Output, word for word, the lines of the material starting at the line that contains "Target: person's ear" and ending at the final line of the material.

Given data:
------------------------
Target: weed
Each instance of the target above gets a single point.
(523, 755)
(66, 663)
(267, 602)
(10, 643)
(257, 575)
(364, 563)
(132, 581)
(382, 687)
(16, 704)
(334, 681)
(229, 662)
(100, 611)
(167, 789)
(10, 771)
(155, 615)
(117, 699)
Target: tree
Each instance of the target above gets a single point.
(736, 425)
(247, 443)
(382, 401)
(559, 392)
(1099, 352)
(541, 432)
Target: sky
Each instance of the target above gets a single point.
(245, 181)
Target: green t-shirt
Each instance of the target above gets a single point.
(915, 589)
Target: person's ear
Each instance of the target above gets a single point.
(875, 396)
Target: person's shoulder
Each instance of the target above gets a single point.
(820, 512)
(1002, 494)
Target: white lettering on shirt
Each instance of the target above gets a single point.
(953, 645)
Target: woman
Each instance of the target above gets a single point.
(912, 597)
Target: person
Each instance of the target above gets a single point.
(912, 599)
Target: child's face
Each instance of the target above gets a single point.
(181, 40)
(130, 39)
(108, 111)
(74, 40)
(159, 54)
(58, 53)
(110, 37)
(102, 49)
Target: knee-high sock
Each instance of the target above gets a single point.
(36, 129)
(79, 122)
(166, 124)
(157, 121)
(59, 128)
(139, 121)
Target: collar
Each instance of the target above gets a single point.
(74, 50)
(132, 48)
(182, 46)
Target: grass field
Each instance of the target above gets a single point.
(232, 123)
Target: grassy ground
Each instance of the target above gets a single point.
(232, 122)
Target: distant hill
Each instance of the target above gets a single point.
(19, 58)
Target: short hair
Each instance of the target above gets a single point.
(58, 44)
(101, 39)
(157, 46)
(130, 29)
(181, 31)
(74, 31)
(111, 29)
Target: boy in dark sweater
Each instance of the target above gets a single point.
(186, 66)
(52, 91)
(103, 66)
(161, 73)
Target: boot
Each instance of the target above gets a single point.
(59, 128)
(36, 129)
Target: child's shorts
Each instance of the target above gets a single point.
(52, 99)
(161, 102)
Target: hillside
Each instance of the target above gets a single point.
------------------------
Answer below:
Target: person's ear
Each instance of the target above gets a single point.
(875, 396)
Target: person's shoulder
Each instance of the target above gets a single point.
(820, 512)
(1002, 494)
Target: white lettering on shirt
Each instance of the target above gets a single point.
(953, 645)
Target: woman
Each instance of the target above gets a single point.
(912, 597)
Target: person
Each instance of the target above gets a single point.
(912, 599)
Target: child's face
Each instance of the target above gets a single point.
(181, 40)
(130, 39)
(108, 111)
(74, 40)
(159, 54)
(58, 53)
(110, 37)
(102, 49)
Target: knee-high sock
Each instance of the target above gets a single point.
(36, 129)
(79, 122)
(166, 124)
(157, 121)
(59, 128)
(139, 121)
Target: collar
Each instance of the target above gets a single point.
(74, 50)
(132, 48)
(182, 46)
Target: grass field
Each instance of the target above gets a single point.
(232, 123)
Target: grassy ground
Each instance of the target above gets a single point.
(232, 122)
Target: distant hill
Each instance of the target above gets a single point.
(19, 58)
Target: short hair
Each instance of the target above gets a single point.
(58, 44)
(101, 39)
(157, 46)
(130, 29)
(181, 31)
(74, 31)
(111, 29)
Target: boy in dark sweater
Each instance of the target above gets a single point.
(186, 66)
(52, 91)
(103, 66)
(161, 73)
Target: boot
Each instance of the target above gets a single point.
(59, 128)
(36, 129)
Target: child's shorts
Each instance of the target above gets a single point.
(52, 99)
(161, 102)
Target: hillside
Each instance of the target above gets a single point.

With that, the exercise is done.